# What the task requires
Retype all of the records precisely.

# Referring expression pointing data
"""
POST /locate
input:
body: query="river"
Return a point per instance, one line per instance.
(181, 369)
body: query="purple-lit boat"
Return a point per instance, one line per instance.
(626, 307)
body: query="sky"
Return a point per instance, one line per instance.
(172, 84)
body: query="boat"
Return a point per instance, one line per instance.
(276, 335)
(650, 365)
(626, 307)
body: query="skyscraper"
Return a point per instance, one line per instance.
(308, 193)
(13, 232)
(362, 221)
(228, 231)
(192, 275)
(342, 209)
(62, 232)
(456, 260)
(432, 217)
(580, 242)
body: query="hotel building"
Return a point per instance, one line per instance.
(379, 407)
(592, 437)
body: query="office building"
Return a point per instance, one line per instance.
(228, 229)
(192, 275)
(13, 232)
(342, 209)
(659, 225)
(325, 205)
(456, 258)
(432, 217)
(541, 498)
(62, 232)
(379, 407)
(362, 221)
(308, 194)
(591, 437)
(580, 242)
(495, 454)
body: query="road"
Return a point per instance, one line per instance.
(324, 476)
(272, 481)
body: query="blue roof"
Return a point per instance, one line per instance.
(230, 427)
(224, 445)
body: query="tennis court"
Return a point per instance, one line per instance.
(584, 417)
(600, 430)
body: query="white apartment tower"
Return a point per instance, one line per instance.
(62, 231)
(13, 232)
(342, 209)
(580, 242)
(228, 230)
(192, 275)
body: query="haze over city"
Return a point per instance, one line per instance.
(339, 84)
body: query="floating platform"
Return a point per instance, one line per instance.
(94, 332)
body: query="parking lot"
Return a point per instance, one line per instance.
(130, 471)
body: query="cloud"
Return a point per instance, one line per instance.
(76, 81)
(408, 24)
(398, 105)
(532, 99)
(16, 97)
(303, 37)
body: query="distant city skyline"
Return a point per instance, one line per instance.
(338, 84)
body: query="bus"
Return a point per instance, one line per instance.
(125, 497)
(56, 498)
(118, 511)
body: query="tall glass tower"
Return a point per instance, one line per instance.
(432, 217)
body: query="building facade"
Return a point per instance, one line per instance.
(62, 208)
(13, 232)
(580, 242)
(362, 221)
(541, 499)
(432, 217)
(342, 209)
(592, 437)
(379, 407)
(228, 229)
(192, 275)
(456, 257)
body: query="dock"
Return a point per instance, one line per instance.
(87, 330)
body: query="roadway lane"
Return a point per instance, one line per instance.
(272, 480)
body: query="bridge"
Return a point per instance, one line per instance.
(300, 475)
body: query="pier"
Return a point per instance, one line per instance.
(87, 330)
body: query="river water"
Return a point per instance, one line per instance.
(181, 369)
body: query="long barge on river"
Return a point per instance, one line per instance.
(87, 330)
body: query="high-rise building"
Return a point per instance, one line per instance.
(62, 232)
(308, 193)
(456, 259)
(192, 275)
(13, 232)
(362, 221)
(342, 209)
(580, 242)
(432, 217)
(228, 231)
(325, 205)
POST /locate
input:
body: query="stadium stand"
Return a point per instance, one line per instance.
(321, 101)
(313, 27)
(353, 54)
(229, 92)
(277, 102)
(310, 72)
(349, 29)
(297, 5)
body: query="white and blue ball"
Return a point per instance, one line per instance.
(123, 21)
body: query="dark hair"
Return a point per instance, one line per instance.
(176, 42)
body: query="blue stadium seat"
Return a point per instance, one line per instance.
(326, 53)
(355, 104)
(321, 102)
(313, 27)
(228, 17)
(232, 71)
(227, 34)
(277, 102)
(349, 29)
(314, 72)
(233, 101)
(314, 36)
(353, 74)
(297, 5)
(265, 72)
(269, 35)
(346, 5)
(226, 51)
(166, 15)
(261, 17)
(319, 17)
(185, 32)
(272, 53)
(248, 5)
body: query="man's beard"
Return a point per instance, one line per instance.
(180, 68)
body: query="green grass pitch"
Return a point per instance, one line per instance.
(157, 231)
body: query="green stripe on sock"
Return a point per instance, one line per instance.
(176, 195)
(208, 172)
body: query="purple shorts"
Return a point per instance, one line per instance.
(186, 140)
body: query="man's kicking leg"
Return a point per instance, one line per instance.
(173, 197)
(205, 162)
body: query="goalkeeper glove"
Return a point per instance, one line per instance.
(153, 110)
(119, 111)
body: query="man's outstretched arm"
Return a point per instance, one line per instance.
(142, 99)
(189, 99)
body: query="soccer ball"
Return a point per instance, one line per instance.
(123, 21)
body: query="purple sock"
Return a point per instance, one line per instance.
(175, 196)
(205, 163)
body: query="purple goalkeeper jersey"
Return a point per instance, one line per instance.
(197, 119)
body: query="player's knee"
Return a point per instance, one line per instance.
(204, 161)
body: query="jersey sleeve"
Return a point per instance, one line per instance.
"""
# Response
POST /locate
input:
body: query="river"
Return a point per instance, one line per instance.
(181, 369)
body: query="purple-lit boat"
Return a point per instance, one line per instance.
(626, 307)
body: query="sky"
Return a point per instance, one line per instance.
(172, 84)
body: query="boat"
Return a point per instance, one line per instance.
(276, 335)
(650, 365)
(626, 307)
body: query="skyscraper"
Return a point per instance, one line per instance.
(308, 193)
(13, 232)
(362, 221)
(228, 231)
(192, 275)
(342, 209)
(62, 232)
(456, 260)
(432, 217)
(580, 242)
body: query="hotel building"
Return a point per instance, one line per instance.
(379, 407)
(592, 437)
body: query="office building"
Return a point per instance, one line per instance.
(228, 229)
(192, 275)
(13, 232)
(342, 209)
(659, 225)
(325, 205)
(456, 258)
(432, 217)
(541, 498)
(62, 232)
(379, 407)
(362, 221)
(308, 194)
(591, 437)
(580, 242)
(495, 454)
body: query="road"
Return a point per instance, one line per instance.
(324, 476)
(272, 481)
body: query="blue roof"
Return a point per instance, one line per instance.
(230, 427)
(224, 445)
body: query="tennis court"
Return a point per instance, one line per instance.
(584, 417)
(600, 430)
body: query="white apartment tower"
Return a point per instance, one line per instance.
(62, 231)
(13, 232)
(342, 209)
(580, 242)
(228, 230)
(192, 275)
body: query="haze over city"
Return a point per instance, one line per instance.
(339, 84)
body: query="floating platform"
Return a point per instance, one line per instance.
(94, 332)
body: query="parking lot"
Return a point per instance, one line per instance.
(130, 471)
body: query="cloud"
Return a point per instance, one line per instance.
(76, 81)
(408, 24)
(398, 105)
(532, 99)
(16, 97)
(303, 37)
body: query="distant city skyline"
Return a point per instance, one line per instance.
(338, 84)
body: query="bus"
Return a point per instance, one line per instance.
(125, 497)
(56, 498)
(118, 511)
body: query="tall glass tower"
Return a point per instance, one line per instance.
(432, 217)
body: query="building facade"
Return a point per instance, one line per instance.
(62, 208)
(13, 232)
(580, 242)
(362, 221)
(541, 499)
(432, 217)
(342, 209)
(592, 437)
(379, 407)
(228, 229)
(192, 275)
(456, 257)
body: query="dock"
Return a point per instance, one line per instance.
(87, 330)
body: query="roadway lane"
Return a point per instance, one line per instance.
(272, 480)
body: query="bridge"
Return a point per instance, one line per instance.
(300, 475)
body: query="pier"
Return a point per instance, one line per instance.
(87, 330)
body: query="river water"
Return a point per instance, one line per instance.
(181, 369)
body: query="long barge on river"
Return a point per instance, one line per instance.
(87, 330)
body: query="high-rise building"
Return a point per instance, one line per instance.
(62, 232)
(308, 193)
(456, 259)
(192, 275)
(13, 232)
(362, 221)
(342, 209)
(580, 242)
(432, 217)
(228, 231)
(325, 205)
POST /locate
input:
body: query="stadium stand"
Return a point per instance, one line per instance.
(321, 101)
(313, 27)
(353, 54)
(229, 92)
(277, 102)
(310, 72)
(349, 29)
(297, 5)
body: query="white and blue ball"
Return a point per instance, one line per instance.
(123, 21)
body: query="dark hair"
Return a point per instance, one line per instance.
(176, 42)
body: query="blue stadium seat"
Return a point per instance, one line per instance.
(326, 53)
(355, 104)
(321, 102)
(313, 27)
(228, 17)
(232, 71)
(227, 34)
(277, 102)
(349, 29)
(314, 72)
(233, 101)
(314, 36)
(353, 74)
(297, 5)
(265, 72)
(269, 35)
(346, 5)
(226, 51)
(166, 15)
(261, 17)
(319, 17)
(185, 32)
(272, 53)
(248, 5)
body: query="man's beard"
Return a point per instance, one line per instance.
(180, 68)
body: query="green grass pitch"
Return a point per instance, one line per instance.
(157, 231)
body: query="green stripe on sock"
Return a point per instance, one line per instance.
(176, 195)
(208, 172)
body: query="purple shorts"
Return a point per instance, one line per instance.
(186, 140)
body: query="man's kicking leg"
Return a point per instance, one line per instance.
(173, 197)
(205, 162)
body: query="goalkeeper glove"
Return a point per instance, one line per instance.
(153, 110)
(119, 111)
body: query="man's outstretched arm"
Return a point per instance, one line per instance.
(142, 99)
(189, 99)
body: query="soccer ball"
Return a point per instance, one line per instance.
(123, 21)
body: query="purple sock"
Return a point per instance, one line per instance.
(175, 196)
(205, 163)
body: query="purple goalkeeper jersey"
Return a point per instance, one line per instance.
(197, 119)
body: query="player's knee"
Return a point per instance, one line per instance.
(204, 161)
body: query="jersey sleeve"
Return a point per instance, one line per instance.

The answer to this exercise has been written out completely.